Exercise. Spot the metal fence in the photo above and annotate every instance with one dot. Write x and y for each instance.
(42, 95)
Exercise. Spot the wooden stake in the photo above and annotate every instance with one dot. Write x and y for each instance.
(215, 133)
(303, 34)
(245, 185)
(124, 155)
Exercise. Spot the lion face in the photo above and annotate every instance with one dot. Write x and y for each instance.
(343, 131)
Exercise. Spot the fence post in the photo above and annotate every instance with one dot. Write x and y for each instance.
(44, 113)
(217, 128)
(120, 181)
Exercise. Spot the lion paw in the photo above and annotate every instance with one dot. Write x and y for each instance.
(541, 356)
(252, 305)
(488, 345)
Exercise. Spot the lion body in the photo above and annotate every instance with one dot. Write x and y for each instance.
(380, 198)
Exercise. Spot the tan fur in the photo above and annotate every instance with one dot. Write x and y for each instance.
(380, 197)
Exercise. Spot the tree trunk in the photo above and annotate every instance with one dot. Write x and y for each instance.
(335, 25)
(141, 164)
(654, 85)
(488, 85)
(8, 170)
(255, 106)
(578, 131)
================================
Written exercise:
Output everything from the line containing "Exercise. Spot the fence" down to the end of the items as a two-column CSV with the headers item_text and answer, one row per item. Place each item's text and its answer in a single quoted field each, with line breaks replaced by spaces.

Written response:
item_text,answer
"Exercise. Spot the fence post in the photo above and annotate every instance with one dot. Write x and y for each instance.","(44, 113) (217, 128) (120, 181)"
"Exercise. Spot the lion paw in the photo above and annotate every instance with one dot. Write x and y for each instance.","(541, 356) (252, 305) (488, 345)"
"Exercise. Spot the lion body in the photo above and annotate every instance with one dot. Write x and y for each instance.","(380, 198)"
"Exercise. Spot the tan fur in the photo above and annotate every instance with one dot. Write x and y for each instance.","(380, 197)"
"Exercise. Spot the tree trunk in the photo above and annotate every instance with one dot. Write x and y for each instance.","(335, 25) (141, 164) (654, 85) (488, 85) (8, 170) (255, 106) (578, 131)"